YOUR TASK ->
Filter the listing below, keeping every line that contains the string "target", and copy those lines out. Matching is case-sensitive.

THE RECORDS ->

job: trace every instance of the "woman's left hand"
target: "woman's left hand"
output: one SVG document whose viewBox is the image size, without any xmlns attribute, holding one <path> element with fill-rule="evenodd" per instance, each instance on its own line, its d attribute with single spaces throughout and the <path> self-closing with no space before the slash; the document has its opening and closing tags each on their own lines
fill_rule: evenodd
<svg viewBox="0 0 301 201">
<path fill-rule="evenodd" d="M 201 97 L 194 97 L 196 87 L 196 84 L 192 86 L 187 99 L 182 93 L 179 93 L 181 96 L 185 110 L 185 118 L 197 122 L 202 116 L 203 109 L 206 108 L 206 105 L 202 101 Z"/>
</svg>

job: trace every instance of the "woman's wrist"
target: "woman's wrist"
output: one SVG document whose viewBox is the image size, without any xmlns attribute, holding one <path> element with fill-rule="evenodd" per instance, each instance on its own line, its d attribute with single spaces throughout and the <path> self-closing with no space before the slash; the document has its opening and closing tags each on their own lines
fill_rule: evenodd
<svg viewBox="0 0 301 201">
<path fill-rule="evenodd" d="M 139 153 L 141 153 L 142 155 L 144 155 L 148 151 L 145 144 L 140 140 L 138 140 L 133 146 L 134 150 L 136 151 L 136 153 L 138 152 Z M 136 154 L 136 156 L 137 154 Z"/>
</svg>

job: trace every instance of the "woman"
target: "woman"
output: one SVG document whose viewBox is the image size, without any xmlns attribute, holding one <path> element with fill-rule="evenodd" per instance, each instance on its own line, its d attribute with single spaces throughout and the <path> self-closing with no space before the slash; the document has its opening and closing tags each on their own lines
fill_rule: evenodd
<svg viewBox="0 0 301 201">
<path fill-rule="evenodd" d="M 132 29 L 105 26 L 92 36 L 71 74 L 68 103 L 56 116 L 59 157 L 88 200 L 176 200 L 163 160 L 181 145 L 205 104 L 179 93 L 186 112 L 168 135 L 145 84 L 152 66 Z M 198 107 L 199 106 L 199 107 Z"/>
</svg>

COMPLETE RESPONSE ->
target: "woman's left hand"
target: "woman's wrist"
target: "woman"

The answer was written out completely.